>> START Supplied records

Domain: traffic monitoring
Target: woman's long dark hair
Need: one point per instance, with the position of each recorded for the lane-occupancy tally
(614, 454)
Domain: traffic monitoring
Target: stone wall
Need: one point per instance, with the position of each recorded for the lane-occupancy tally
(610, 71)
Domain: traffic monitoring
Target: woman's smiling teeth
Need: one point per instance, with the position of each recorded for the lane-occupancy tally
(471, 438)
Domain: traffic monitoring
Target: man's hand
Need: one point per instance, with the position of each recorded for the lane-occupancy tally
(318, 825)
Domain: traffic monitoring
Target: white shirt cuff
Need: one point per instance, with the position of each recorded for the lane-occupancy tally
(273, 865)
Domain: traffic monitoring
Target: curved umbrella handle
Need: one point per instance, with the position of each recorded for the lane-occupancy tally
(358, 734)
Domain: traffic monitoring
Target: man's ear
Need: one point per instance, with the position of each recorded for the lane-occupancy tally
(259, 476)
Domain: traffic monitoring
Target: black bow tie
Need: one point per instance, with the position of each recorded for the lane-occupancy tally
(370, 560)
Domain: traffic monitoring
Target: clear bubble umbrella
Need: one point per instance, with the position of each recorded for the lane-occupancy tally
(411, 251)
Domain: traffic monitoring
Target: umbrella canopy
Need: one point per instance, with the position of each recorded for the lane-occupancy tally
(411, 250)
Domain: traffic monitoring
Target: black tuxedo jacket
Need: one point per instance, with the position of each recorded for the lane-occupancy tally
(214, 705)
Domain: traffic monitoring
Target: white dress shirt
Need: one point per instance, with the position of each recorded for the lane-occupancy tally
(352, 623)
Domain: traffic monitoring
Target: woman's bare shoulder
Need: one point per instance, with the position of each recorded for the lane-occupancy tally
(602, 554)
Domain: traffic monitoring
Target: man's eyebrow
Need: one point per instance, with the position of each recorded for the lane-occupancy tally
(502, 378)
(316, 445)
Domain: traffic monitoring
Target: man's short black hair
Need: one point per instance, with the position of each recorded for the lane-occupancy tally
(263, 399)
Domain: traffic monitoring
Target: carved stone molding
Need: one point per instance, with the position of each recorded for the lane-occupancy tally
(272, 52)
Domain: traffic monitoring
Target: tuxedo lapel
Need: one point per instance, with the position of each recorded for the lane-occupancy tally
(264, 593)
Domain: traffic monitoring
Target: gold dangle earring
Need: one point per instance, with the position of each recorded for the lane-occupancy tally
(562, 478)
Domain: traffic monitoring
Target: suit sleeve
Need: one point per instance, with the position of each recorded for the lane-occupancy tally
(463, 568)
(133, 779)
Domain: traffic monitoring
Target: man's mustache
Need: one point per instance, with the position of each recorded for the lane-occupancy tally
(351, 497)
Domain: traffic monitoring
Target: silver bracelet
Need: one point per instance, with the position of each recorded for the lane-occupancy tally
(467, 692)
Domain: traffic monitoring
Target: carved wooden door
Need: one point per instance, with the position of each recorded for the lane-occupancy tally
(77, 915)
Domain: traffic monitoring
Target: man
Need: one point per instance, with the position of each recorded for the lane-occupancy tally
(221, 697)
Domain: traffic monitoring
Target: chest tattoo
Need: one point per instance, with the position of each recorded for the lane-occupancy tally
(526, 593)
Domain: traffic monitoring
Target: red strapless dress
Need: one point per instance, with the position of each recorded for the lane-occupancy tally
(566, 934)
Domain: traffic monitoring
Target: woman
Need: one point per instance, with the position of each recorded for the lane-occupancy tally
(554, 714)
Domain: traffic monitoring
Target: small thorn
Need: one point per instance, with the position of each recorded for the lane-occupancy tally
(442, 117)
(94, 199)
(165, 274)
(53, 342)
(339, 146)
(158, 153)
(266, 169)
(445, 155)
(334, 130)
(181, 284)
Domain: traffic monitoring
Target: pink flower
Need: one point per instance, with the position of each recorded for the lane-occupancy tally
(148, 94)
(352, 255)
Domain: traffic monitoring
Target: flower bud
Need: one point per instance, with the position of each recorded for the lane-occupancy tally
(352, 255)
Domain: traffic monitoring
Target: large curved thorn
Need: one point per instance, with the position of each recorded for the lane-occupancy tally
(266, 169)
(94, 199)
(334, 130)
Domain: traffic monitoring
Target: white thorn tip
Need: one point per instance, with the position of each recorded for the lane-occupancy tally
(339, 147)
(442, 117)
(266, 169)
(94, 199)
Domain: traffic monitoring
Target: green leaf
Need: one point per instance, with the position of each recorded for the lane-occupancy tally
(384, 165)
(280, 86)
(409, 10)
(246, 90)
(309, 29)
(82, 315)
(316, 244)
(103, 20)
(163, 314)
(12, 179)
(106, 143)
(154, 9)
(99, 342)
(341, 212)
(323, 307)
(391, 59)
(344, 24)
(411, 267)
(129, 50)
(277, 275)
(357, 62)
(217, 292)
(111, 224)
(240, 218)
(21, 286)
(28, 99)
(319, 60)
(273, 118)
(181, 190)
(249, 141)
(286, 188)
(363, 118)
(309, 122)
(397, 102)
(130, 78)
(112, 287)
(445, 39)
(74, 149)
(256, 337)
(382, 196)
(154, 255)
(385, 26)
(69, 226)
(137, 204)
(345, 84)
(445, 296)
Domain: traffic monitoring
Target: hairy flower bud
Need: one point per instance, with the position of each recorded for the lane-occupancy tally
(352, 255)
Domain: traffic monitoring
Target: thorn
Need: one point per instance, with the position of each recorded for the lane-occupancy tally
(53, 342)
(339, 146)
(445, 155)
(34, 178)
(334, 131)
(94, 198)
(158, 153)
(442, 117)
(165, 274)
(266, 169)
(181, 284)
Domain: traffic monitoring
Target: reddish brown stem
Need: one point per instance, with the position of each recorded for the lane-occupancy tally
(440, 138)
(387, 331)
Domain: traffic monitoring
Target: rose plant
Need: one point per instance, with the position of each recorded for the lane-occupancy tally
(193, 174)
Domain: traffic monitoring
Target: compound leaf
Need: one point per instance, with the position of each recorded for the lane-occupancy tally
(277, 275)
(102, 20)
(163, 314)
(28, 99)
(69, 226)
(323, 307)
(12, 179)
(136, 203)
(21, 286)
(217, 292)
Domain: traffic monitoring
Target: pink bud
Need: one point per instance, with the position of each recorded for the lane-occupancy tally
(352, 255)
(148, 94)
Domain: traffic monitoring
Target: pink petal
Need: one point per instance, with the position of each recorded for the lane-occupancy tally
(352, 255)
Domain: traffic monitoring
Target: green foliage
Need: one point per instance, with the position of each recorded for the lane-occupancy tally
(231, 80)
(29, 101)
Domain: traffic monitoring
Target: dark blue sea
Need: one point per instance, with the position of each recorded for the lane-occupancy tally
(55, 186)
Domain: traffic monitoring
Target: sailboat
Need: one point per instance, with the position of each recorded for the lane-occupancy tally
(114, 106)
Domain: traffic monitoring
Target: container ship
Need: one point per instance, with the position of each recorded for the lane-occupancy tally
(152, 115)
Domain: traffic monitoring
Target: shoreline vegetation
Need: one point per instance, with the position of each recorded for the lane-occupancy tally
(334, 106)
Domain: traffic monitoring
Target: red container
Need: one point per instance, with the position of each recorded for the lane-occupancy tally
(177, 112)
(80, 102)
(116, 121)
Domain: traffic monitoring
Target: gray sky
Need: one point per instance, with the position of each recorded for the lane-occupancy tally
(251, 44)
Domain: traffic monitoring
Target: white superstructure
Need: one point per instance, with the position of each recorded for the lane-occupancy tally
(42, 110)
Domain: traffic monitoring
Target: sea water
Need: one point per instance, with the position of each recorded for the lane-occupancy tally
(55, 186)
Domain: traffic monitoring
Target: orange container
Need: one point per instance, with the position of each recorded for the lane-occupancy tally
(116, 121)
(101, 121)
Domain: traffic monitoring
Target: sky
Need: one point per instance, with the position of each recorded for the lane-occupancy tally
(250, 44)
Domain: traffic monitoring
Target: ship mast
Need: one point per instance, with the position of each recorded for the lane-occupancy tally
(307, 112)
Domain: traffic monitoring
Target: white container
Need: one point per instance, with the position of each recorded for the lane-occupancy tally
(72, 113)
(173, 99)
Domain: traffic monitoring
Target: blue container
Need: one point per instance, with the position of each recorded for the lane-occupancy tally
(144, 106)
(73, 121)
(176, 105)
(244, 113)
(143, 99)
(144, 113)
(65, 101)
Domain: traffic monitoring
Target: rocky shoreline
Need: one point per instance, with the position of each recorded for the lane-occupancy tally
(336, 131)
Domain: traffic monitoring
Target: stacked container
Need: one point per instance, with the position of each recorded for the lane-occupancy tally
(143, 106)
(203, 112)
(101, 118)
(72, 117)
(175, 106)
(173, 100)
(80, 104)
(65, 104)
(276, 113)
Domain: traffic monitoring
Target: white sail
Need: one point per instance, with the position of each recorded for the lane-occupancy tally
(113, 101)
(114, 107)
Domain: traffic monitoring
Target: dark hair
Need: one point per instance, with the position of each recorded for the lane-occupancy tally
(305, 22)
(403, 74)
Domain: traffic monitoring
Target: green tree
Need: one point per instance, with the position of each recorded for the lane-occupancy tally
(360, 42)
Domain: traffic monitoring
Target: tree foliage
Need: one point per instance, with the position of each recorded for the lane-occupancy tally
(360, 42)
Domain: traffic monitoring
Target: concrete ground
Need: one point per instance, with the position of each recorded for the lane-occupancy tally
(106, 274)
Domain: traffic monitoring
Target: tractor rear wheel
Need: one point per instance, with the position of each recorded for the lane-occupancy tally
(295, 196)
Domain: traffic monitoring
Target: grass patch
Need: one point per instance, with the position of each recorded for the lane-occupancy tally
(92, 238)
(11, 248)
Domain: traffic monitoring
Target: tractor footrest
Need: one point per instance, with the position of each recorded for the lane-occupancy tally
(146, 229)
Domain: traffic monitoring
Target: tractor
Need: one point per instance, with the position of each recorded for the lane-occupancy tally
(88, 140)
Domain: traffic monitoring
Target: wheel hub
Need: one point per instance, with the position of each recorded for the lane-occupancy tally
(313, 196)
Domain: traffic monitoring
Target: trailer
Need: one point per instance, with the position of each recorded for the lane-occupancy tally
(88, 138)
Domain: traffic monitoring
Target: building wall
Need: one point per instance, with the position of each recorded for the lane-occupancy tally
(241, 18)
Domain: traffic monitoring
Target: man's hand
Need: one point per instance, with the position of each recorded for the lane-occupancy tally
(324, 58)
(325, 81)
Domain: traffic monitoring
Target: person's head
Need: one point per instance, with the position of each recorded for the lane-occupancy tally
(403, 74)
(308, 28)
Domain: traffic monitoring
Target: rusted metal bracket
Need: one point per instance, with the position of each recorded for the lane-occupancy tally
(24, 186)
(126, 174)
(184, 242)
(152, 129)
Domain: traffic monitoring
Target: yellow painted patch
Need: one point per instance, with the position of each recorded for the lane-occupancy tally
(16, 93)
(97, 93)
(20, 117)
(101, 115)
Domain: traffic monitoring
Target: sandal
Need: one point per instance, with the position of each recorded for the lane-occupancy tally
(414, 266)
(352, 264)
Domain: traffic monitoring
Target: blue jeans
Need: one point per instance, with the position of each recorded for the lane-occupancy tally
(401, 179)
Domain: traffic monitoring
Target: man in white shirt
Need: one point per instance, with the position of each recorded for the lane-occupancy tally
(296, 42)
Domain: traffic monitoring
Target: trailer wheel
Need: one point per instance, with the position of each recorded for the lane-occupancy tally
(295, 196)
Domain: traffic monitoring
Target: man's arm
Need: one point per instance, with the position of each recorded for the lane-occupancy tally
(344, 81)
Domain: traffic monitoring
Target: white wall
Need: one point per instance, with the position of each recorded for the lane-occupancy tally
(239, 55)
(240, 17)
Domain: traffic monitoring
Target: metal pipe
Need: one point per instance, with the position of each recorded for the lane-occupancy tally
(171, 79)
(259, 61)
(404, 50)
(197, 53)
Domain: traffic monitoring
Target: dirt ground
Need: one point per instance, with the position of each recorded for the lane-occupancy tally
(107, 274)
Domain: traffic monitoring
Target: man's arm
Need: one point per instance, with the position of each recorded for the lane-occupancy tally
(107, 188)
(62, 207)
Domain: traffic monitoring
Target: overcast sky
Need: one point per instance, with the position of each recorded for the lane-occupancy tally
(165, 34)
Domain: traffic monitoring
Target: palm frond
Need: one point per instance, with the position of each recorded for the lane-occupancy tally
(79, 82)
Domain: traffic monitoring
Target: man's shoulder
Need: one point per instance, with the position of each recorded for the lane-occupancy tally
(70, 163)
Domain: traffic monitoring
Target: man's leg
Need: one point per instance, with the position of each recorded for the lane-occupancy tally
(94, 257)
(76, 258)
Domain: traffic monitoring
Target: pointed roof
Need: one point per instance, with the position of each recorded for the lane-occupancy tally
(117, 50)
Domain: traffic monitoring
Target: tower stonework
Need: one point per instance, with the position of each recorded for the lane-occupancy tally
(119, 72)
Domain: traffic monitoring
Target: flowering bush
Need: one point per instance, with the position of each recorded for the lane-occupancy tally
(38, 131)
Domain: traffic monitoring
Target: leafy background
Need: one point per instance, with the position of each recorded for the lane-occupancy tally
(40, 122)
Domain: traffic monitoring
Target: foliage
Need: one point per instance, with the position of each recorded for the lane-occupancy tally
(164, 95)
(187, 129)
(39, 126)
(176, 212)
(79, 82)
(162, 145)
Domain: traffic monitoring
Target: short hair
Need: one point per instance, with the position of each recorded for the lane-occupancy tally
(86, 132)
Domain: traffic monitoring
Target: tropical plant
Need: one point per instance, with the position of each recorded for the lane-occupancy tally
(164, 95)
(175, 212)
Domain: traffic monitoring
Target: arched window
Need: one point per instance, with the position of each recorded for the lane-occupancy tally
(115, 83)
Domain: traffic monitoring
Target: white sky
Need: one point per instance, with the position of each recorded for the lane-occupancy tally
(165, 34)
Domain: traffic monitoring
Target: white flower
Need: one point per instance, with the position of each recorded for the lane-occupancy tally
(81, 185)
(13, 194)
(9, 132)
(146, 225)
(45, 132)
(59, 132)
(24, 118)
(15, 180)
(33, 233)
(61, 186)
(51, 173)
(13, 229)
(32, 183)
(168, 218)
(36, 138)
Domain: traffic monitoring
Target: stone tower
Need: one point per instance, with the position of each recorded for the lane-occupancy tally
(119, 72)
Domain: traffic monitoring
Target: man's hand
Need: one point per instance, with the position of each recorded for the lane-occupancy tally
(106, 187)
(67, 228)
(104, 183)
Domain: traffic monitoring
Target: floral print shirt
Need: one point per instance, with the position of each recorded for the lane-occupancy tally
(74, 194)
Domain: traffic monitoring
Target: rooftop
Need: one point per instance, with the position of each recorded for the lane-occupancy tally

>> END Supplied records

[Task prompt] How many of the lines above contain the word "short", with case counting? Give only the number.

[Solution] 2